Search the records for the word "task" and copy every line in which it occurs.

### Exercise materials
====================

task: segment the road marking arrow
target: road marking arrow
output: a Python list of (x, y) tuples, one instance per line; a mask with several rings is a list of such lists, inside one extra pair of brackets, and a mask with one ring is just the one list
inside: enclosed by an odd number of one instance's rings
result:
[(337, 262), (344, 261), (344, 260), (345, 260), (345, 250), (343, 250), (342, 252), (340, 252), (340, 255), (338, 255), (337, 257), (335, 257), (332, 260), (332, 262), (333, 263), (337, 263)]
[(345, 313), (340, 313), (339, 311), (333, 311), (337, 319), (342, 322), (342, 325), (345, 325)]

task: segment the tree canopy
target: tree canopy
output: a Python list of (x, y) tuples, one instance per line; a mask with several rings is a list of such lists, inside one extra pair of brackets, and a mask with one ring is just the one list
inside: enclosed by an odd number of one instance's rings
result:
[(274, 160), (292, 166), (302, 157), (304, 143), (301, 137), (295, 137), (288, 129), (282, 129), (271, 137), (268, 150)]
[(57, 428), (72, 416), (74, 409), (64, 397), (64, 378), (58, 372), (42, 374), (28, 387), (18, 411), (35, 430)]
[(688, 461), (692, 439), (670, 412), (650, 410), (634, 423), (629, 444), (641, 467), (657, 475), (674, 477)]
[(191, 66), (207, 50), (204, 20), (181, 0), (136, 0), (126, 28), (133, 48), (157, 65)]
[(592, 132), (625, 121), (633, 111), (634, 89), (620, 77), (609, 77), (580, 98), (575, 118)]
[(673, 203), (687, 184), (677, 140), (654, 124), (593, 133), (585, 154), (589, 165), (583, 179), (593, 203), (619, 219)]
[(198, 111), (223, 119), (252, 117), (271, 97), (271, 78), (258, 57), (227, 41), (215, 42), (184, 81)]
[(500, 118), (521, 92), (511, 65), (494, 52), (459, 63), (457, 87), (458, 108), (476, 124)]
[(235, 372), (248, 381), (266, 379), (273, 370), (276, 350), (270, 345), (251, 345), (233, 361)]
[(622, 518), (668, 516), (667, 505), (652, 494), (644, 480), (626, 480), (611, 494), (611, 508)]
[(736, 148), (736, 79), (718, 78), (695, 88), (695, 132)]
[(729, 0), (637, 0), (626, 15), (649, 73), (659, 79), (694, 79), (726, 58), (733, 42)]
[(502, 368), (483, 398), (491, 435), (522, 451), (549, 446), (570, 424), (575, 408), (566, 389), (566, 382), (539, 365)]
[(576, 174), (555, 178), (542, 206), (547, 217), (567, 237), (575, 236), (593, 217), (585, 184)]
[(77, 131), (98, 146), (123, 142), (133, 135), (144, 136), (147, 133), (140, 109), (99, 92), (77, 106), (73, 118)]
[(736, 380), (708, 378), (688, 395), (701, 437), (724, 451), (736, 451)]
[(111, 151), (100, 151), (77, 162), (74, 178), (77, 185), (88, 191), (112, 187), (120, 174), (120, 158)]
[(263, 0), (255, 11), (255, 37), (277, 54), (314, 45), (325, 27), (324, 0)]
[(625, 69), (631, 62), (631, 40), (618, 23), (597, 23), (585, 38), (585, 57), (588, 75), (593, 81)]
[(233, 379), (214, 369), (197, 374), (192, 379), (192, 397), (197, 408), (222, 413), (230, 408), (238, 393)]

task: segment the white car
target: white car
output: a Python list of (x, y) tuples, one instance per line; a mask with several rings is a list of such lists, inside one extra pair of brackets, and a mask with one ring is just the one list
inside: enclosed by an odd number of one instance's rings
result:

====================

### Exercise response
task: segment the road marking arrow
task: segment the tree canopy
task: segment the white car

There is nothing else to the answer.